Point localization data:
+---+

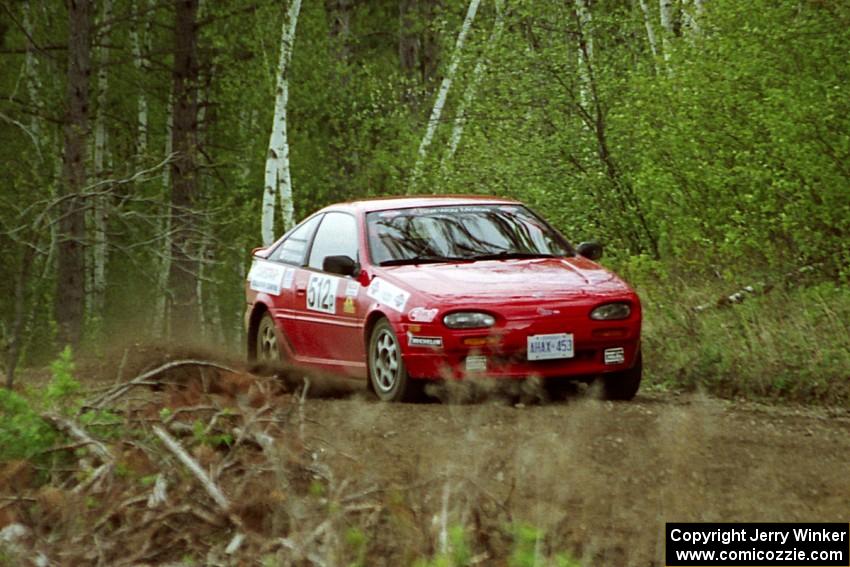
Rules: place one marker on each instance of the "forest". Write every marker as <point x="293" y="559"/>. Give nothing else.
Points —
<point x="147" y="146"/>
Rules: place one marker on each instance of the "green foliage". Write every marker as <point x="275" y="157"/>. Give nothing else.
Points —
<point x="726" y="155"/>
<point x="528" y="550"/>
<point x="357" y="543"/>
<point x="204" y="437"/>
<point x="458" y="554"/>
<point x="23" y="434"/>
<point x="785" y="343"/>
<point x="63" y="387"/>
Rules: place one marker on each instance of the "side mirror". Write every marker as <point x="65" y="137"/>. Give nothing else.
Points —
<point x="590" y="250"/>
<point x="342" y="265"/>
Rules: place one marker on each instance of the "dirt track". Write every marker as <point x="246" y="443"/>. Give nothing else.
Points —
<point x="599" y="478"/>
<point x="339" y="478"/>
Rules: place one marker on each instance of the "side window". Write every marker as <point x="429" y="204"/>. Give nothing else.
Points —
<point x="337" y="236"/>
<point x="294" y="247"/>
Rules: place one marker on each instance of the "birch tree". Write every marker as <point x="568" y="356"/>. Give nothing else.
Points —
<point x="278" y="181"/>
<point x="141" y="49"/>
<point x="161" y="310"/>
<point x="70" y="279"/>
<point x="184" y="171"/>
<point x="585" y="50"/>
<point x="443" y="93"/>
<point x="650" y="30"/>
<point x="101" y="202"/>
<point x="472" y="88"/>
<point x="666" y="9"/>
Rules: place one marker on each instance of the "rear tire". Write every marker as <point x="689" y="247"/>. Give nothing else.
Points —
<point x="388" y="376"/>
<point x="623" y="385"/>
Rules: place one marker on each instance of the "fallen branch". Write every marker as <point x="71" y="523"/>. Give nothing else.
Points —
<point x="206" y="482"/>
<point x="78" y="433"/>
<point x="760" y="288"/>
<point x="118" y="391"/>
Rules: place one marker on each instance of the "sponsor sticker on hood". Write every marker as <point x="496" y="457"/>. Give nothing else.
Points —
<point x="388" y="294"/>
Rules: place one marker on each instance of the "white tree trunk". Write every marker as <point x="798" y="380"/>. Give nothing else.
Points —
<point x="33" y="82"/>
<point x="650" y="30"/>
<point x="278" y="182"/>
<point x="161" y="317"/>
<point x="666" y="7"/>
<point x="101" y="202"/>
<point x="469" y="94"/>
<point x="141" y="49"/>
<point x="443" y="93"/>
<point x="691" y="16"/>
<point x="586" y="21"/>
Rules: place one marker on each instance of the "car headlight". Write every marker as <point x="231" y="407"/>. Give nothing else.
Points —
<point x="611" y="312"/>
<point x="468" y="320"/>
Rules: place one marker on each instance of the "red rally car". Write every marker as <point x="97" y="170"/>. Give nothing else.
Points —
<point x="401" y="291"/>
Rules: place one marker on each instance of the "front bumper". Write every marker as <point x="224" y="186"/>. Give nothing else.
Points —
<point x="504" y="351"/>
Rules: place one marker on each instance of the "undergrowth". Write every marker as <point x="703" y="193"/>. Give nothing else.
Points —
<point x="786" y="342"/>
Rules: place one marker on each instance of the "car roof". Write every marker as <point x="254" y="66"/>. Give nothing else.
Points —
<point x="388" y="203"/>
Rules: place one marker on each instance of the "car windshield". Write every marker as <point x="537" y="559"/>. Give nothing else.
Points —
<point x="465" y="233"/>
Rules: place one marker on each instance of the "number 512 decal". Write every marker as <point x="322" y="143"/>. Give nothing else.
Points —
<point x="321" y="293"/>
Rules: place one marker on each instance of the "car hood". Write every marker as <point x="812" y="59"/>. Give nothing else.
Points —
<point x="537" y="280"/>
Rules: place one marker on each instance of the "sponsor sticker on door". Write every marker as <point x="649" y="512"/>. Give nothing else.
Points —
<point x="321" y="293"/>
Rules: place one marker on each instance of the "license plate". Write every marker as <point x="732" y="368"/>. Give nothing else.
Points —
<point x="548" y="347"/>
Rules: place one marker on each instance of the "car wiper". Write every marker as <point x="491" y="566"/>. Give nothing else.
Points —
<point x="424" y="260"/>
<point x="508" y="255"/>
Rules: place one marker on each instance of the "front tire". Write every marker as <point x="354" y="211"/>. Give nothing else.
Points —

+---+

TASK TO COMPLETE
Write out the records above once more, word for word, with no pictures.

SOLUTION FOR THIS EXERCISE
Rules: place one marker on each instance of the "forest". Write every marker as <point x="293" y="559"/>. Give nothing else.
Points —
<point x="147" y="146"/>
Rules: place one marker on each instance of the "green foliage". Write every marker as <point x="275" y="157"/>. Give nothing else.
Points —
<point x="726" y="155"/>
<point x="528" y="550"/>
<point x="357" y="543"/>
<point x="204" y="437"/>
<point x="458" y="554"/>
<point x="23" y="434"/>
<point x="785" y="343"/>
<point x="63" y="387"/>
Rules: place one marker on each instance of the "side mirror". Write every marker as <point x="65" y="137"/>. Give nothing else.
Points —
<point x="590" y="250"/>
<point x="342" y="265"/>
Rules: place one marker on each instance of the "dirt track". Write every marker as <point x="246" y="443"/>. Give nothing else.
Points —
<point x="599" y="478"/>
<point x="339" y="478"/>
Rules: place one marker on each instance of the "side window". Write every marker as <point x="429" y="204"/>. Give nothing else.
Points —
<point x="337" y="236"/>
<point x="294" y="247"/>
Rules: place one marker on each instance of the "birch tree". Write every marker as <point x="568" y="356"/>. Give nothing else.
Points —
<point x="278" y="181"/>
<point x="141" y="49"/>
<point x="161" y="310"/>
<point x="70" y="279"/>
<point x="184" y="171"/>
<point x="585" y="50"/>
<point x="443" y="93"/>
<point x="650" y="30"/>
<point x="101" y="202"/>
<point x="472" y="88"/>
<point x="666" y="9"/>
Rules: place one marker on each instance of the "rear tire". Write every marker as <point x="689" y="247"/>. Give nothing else.
Points —
<point x="388" y="376"/>
<point x="623" y="385"/>
Rules: place one marker on each instance of the "fallen branch". Write every marker as <point x="71" y="523"/>. Give nothing else.
Points —
<point x="206" y="482"/>
<point x="78" y="433"/>
<point x="760" y="288"/>
<point x="118" y="391"/>
Rules: place one marker on each instance of the "sponsor sticker on hood". Write every marker as <point x="496" y="457"/>. Give nothing else.
Points —
<point x="388" y="294"/>
Rules: place one marker on each instance of the "white tree trunk". Write every marker as <point x="798" y="380"/>. Give nothing else.
Points —
<point x="33" y="82"/>
<point x="650" y="30"/>
<point x="278" y="182"/>
<point x="161" y="317"/>
<point x="666" y="7"/>
<point x="101" y="202"/>
<point x="469" y="94"/>
<point x="141" y="49"/>
<point x="443" y="93"/>
<point x="691" y="16"/>
<point x="586" y="21"/>
Rules: place one marker on each instance of the "car headlight". Write every marker as <point x="231" y="407"/>. Give nothing else.
Points —
<point x="611" y="312"/>
<point x="468" y="320"/>
Rules: place one marker on each instance of the "red rally car". Write every marker as <point x="97" y="170"/>. Give nothing else.
Points —
<point x="401" y="291"/>
Rules: place one marker on each instance of the "front bumper". Write every marker as <point x="224" y="186"/>. Give nothing else.
Points —
<point x="504" y="351"/>
Rules: place one marker on each instance of the "undergrowth". Write every marker as <point x="703" y="193"/>. Give nothing else.
Points —
<point x="786" y="342"/>
Rules: place one marker on each instance of the "car roof". Write every marker as <point x="254" y="66"/>. Give nothing else.
Points —
<point x="388" y="203"/>
Rules: place one marker on each instance of the "car windshield". Write every marker as <point x="537" y="559"/>. Give nothing else.
Points —
<point x="465" y="233"/>
Rules: place one marker on each instance of the "number 512 decal". Write every marker as <point x="322" y="143"/>. Give nothing else.
Points —
<point x="321" y="293"/>
Rules: place one marker on each instance of the "car hood". Write every marker as <point x="812" y="59"/>. Give nothing else.
Points —
<point x="537" y="280"/>
Rules: place one marker on each instance of the "sponsor sticker on door". Write every marker as <point x="649" y="512"/>. Give nothing else.
Points —
<point x="321" y="293"/>
Rules: place one marker on each instance of the "license plate". Write every marker as <point x="732" y="368"/>. Give nothing else.
Points —
<point x="548" y="347"/>
Rules: place one marker on each instance of the "car wiper". Write every marker as <point x="491" y="566"/>. Give nothing else.
Points —
<point x="424" y="260"/>
<point x="508" y="255"/>
Rules: place one marker on each instance of the "front tire". Write every marker as <point x="354" y="211"/>. Give nothing else.
Points —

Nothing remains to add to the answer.